Prompt
Nothing but the lines from the one containing "Task: locate the green net" to the end of the data should be returned, each exactly as written.

Excerpted data
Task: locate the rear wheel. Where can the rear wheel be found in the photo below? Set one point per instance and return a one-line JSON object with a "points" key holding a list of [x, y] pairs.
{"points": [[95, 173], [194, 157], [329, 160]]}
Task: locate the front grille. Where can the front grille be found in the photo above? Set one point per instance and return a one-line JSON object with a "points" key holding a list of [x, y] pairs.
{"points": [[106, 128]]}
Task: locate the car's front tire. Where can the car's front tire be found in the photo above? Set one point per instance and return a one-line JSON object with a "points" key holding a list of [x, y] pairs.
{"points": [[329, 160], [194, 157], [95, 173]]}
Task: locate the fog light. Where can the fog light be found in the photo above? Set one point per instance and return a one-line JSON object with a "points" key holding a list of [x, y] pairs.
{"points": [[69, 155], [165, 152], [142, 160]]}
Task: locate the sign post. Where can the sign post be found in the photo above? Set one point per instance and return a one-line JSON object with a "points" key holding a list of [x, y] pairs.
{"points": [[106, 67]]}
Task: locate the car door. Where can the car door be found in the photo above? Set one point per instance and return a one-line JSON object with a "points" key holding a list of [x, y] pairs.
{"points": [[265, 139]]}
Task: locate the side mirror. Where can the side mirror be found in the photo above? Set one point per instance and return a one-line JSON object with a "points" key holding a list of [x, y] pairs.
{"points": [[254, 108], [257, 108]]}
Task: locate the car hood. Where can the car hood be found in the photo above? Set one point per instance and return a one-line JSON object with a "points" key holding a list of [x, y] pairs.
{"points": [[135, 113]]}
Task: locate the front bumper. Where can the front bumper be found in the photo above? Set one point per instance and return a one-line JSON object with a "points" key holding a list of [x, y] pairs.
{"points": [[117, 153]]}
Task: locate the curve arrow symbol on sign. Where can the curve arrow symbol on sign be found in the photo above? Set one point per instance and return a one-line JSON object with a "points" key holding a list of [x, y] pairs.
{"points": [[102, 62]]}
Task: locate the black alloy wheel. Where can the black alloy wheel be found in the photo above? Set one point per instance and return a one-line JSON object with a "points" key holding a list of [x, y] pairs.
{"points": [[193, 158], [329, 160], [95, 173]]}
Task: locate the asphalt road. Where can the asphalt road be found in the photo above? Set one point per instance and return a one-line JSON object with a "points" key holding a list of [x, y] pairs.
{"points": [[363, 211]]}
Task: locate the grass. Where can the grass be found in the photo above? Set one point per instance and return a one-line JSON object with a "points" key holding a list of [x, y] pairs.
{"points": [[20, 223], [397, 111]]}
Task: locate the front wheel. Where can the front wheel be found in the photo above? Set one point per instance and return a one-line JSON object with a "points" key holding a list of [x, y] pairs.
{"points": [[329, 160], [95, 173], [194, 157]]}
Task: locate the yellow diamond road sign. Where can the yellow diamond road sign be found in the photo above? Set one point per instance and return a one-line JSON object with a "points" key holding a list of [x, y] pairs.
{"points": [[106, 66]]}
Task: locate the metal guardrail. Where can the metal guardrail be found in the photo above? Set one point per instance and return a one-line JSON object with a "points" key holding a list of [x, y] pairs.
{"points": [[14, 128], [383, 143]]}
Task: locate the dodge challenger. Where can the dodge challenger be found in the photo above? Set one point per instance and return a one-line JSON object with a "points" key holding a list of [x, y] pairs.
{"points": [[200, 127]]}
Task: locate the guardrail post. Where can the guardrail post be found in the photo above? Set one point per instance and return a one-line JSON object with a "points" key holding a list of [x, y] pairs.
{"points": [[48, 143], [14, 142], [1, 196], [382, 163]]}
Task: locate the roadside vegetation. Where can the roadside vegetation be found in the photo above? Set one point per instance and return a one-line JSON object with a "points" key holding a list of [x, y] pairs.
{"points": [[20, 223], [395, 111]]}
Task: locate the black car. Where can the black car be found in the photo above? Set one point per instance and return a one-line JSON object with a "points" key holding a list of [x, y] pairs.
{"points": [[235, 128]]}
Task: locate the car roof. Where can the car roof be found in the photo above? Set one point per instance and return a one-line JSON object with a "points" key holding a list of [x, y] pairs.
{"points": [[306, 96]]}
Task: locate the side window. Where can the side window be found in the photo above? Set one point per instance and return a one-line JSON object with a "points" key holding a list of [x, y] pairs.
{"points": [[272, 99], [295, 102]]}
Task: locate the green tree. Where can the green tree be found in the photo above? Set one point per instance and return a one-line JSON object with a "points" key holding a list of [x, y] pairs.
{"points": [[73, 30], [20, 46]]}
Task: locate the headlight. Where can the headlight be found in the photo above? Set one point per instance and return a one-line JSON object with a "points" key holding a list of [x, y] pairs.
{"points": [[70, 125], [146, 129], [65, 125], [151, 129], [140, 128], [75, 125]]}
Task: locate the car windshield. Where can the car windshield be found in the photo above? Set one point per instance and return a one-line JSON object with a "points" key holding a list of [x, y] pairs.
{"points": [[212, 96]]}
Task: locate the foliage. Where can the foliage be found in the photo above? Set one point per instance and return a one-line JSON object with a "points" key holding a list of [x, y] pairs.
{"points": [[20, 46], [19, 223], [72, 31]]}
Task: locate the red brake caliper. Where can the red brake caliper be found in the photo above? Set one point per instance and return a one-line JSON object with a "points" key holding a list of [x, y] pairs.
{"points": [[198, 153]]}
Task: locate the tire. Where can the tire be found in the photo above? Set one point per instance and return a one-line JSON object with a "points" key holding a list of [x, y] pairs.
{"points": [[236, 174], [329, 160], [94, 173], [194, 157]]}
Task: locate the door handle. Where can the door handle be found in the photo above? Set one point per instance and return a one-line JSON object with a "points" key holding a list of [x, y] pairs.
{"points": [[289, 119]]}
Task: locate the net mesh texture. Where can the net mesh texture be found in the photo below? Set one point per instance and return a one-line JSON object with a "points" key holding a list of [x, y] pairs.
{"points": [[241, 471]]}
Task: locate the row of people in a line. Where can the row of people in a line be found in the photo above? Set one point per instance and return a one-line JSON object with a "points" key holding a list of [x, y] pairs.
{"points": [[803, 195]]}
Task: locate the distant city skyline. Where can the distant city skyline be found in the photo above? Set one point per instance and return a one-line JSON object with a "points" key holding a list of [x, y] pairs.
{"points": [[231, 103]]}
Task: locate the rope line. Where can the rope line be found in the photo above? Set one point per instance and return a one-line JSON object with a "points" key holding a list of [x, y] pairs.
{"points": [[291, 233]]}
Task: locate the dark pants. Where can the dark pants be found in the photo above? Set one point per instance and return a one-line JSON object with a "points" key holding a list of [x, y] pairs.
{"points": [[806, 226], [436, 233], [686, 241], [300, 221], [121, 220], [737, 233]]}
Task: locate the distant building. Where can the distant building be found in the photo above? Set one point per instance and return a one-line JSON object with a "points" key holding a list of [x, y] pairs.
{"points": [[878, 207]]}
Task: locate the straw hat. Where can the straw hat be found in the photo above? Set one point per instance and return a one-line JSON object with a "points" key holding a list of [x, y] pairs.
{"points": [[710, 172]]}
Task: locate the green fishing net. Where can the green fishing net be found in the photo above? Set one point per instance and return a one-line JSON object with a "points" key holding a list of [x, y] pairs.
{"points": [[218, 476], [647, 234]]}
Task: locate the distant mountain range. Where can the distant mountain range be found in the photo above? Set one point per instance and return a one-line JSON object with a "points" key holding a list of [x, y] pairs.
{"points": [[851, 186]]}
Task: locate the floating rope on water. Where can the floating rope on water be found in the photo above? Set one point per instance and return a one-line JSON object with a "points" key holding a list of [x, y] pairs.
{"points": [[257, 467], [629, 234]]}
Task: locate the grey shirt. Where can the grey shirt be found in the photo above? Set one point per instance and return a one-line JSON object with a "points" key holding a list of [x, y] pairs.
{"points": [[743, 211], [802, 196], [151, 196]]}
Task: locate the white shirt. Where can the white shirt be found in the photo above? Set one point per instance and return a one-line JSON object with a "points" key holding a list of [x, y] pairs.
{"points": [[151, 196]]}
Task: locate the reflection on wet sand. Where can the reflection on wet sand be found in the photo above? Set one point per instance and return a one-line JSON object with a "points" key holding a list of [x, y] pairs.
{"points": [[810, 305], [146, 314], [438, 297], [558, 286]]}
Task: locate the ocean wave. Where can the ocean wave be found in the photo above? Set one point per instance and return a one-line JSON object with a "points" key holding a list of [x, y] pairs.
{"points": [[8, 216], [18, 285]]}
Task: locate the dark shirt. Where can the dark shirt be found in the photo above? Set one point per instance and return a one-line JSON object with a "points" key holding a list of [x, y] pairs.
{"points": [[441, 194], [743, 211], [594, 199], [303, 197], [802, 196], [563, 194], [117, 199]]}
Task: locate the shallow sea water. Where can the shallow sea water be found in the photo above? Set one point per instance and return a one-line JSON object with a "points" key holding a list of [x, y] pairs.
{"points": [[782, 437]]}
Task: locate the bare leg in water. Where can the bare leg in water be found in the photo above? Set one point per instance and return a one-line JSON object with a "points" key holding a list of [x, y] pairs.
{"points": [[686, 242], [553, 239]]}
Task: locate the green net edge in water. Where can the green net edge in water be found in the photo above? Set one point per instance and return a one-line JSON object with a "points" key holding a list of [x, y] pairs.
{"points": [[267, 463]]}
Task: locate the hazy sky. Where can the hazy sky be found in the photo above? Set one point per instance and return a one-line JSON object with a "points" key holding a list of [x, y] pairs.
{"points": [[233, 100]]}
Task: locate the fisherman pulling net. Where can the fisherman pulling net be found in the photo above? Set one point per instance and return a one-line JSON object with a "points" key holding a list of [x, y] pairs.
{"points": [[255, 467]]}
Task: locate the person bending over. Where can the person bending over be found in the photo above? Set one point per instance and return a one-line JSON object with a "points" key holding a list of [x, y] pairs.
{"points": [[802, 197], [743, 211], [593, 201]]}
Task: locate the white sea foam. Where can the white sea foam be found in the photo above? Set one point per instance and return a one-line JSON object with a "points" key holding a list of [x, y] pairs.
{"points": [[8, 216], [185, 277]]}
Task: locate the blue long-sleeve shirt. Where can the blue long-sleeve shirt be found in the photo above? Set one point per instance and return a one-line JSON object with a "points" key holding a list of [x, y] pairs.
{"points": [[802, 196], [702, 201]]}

Expected answer
Task: locate the green net edge in water. Where can the green net edge in water be found in the photo above? Set one point per instance and return a one-line JSON object with a "points" key holding a list of [x, y] pairs.
{"points": [[267, 463]]}
Task: locate the hazy sky. Where can the hazy sky be found in the photo above? Set one point per instance and return a one-line JSON object with a "points" key holding a list of [x, y] pairs.
{"points": [[233, 100]]}
Task: locate the fisherman pulling net. Where can the fisherman pulling net be found in the photo above? Set one point per instance and return a one-line JSON object with a "points" key holding a list of [x, y] pairs.
{"points": [[255, 467]]}
Task: locate the person bending over. Where can the person bending over be found in the photo above? Set one point per instance and return a one-line JSON object with a "points" key holding a list of [x, y] pairs.
{"points": [[802, 197], [743, 211], [593, 201]]}
Task: locate the white sea foam. Where can the white sea foam be found in the photo above? Set one point per instance and return a one-line JSON object with a "points" key holding a list of [x, y] pairs.
{"points": [[8, 216], [185, 277]]}
Task: locate the blue long-sleeve shirt. Where can the blue long-sleeve shirt be found in the photo above? Set one point per instance and return a one-line JSON object with a "points" key holding a list of [x, y] pairs.
{"points": [[802, 196], [702, 201]]}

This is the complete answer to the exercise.